** Start Text shown **
# Problems with two color plastisol print



## reactiongfx (Aug 13, 2015)

Hello...new to the forum, so a little background. My father has been running his own small screen printing business since the 70s. I've been in the sign industry for the past 15 years, and a few years ago I started up my own sign/graphics/screen printing business. My father mostly does simple, single color printing...doesn't do much mutil-color work, but my customers are younger and expect a bit more, so more complex multi-color work is going to make up a lot of my business. We have a four color manual carousel and a small Ranar belt dryer. We print with plastisol.

I'm currently doing a two-color job on 100% polyester shirts (Badger 4120 Core performance shirts). It is a white base with a black top color, flashed in between. I printed all of the backs just fine, but I'm having problems with the front heart print. It seems like the top color is "bleeding" on the edges and just not producing a crisp print. The white prints great and the black prints great by itself, but as soon as the black goes on top of the flashed white, it looks awful! My ink is from Catspit Productions, it is plastisol made by Ranar, I believe, but we also tried using my father's Union Ink with the same results. We also tried a print on a 50/50 shirt, again with the same results. We're both completely stumped. He says he's never seen anything like this in his almost 35 years printing shirts. We are using 110 mesh wood framed screens with Ulano EZ50 sheet emulsion stencils. One thing to note, the screen for the black is ever-so-slightly warped...not sure if that would make a difference. Any input anyone can share would be much appreciated. Mesh too coarse? Is the emulsion too thick? Too much or too little off-contact? ????

Can't seem to figure out how to upload photos...maybe because I'm a new member...I dunno. Don't see any option to "manage attachments." Here are links to a photo of the black alone, then the black on top of the white. (Don't mind the poor registration...I know how to fix that!)

View image: IMAG1317

View image: IMAG1320


----------



## reactiongfx (Aug 13, 2015)

Grrrrr....not really a big fan of this forum so far....not very intuitive. Still can't figure out how to post an image. The "manage attachments" option is nowhere to be found, and my links that I tried to post came through with a bunch of extra code for some reason. Kind of annoying....

Let's try this again:
View image: IMAG1317

View image: IMAG1320


----------



## reactiongfx (Aug 13, 2015)

Third time's a charm??

View image: IMAG1317

View image: IMAG1320


----------



## reactiongfx (Aug 13, 2015)

Well this blows. I also can't seem to figure out how to edit or delete a post. I'm no forum noob...something just doesn't seem right here. I don't seem to have access to anything mentioned in the "How to upload a photo" tutorial. There is no "media" button. There is no "manage attachments" button. Frustrating.


----------



## squeegequeen (Feb 11, 2009)

Things that stick out from reading your post without seeing the image....
Use a finer mesh...110 is to coarse.
Knock the black out of the white
Let the shirt cool after you flash it, then print the black.
** End Text shown **
** Start Information shown **
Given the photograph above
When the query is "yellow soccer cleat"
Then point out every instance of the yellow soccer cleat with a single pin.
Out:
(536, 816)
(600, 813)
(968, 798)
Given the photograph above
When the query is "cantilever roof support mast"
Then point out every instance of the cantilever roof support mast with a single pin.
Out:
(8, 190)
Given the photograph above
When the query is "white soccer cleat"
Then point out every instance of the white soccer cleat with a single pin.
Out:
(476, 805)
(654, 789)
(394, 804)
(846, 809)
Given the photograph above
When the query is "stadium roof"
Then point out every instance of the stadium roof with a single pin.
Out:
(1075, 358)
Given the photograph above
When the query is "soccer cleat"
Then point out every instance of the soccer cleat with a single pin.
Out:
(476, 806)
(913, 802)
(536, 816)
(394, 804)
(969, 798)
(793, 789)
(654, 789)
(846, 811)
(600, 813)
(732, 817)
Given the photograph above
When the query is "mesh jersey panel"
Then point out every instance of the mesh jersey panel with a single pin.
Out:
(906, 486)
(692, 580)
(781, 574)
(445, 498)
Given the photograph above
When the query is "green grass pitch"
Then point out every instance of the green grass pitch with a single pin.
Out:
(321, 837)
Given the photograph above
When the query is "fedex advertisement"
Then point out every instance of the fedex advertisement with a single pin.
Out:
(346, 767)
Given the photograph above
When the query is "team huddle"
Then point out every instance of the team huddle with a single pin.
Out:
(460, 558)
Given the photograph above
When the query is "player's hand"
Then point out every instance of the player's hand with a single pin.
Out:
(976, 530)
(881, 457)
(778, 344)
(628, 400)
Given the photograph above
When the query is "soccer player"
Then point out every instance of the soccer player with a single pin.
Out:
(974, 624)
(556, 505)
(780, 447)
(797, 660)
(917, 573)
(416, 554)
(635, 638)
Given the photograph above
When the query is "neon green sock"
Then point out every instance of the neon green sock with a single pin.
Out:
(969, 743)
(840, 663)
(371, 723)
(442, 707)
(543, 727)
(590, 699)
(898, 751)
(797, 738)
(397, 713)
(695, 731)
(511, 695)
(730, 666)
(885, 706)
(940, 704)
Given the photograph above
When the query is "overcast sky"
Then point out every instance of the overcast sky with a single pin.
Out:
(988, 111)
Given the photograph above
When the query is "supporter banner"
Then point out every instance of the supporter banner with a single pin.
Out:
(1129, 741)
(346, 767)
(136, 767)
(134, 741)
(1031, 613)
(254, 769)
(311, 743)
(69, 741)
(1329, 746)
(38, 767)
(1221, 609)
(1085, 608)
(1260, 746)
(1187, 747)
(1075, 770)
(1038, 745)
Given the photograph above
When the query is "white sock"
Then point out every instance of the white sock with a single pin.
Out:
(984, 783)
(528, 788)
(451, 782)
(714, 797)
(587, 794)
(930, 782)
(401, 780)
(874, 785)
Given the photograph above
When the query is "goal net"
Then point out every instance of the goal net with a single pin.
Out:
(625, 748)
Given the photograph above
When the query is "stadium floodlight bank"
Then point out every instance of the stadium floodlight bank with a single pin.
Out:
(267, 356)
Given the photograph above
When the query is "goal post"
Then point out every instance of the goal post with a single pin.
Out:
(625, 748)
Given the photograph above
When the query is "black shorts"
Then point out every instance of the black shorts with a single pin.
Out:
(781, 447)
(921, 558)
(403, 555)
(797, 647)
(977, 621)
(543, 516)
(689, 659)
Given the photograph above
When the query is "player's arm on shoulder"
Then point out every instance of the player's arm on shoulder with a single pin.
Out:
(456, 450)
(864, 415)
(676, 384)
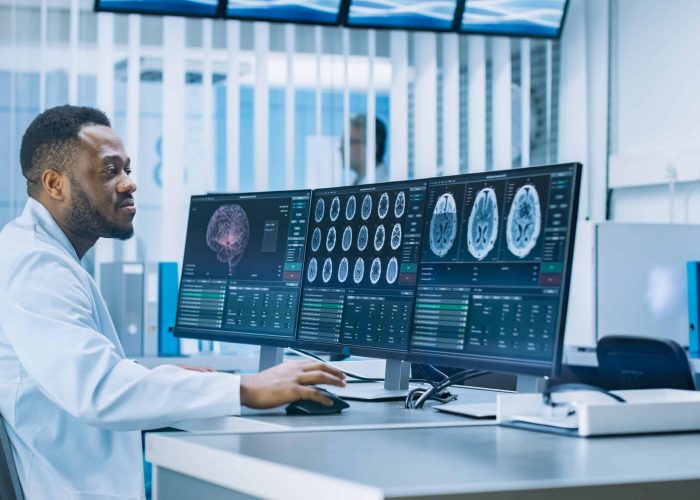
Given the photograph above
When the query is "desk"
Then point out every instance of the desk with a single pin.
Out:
(466, 462)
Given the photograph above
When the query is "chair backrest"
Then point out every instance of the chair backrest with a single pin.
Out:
(626, 362)
(10, 487)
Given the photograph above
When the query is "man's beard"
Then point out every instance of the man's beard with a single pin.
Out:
(84, 219)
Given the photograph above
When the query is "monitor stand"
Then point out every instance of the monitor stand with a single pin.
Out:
(270, 356)
(395, 388)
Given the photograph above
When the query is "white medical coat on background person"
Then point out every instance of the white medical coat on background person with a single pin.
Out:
(73, 405)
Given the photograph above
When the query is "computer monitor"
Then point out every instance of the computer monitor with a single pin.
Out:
(493, 279)
(190, 8)
(242, 269)
(522, 18)
(360, 269)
** End Information shown **
:: Work to complete ::
Continue the forum thread about the two-color plastisol print problem from the point where it stops.

:: Result of this exercise ::
----------



## StarDesigns (Aug 4, 2013)

I agree with squeegeequeen. No need for the white base under black. Also would go up in mesh to no less than 156 for the black. 


-Mitchell 
Star Designs
The Factory


----------



## reactiongfx (Aug 13, 2015)

Yes...my dad comes from the old school where you pretty much just use 110 for everything because it "just works.". He doesn't do detail. My understanding is that 110 is okay for a white underbase, but I should be using something about 155-160 for the black. The reason I need the underbase is because I'm also printing red over white on black shirts, using the same screens. Red on black needs an underbase for sure, no? I didn't try it with the red to see if the results were the same....screwed around with the black all night and got nothing done anyhow, other than ruining a half dozen shirts, so called it quits. I also think I should be using a slightly thinner emulsion. Thoughts?


----------



## StarDesigns (Aug 4, 2013)

reactiongfx said:


> Yes...my dad comes from the old school where you pretty much just use 110 for everything because it "just works.". He doesn't do detail. My understanding is that 110 is okay for a white underbase, but I should be using something about 155-160 for the black. The reason I need the underbase is because I'm also printing red over white on black shirts, using the same screens. Red on black needs an underbase for sure, no? I didn't try it with the red to see if the results were the same....screwed around with the black all night and got nothing done anyhow, other than ruining a half dozen shirts, so called it quits. I also think I should be using a slightly thinner emulsion. Thoughts?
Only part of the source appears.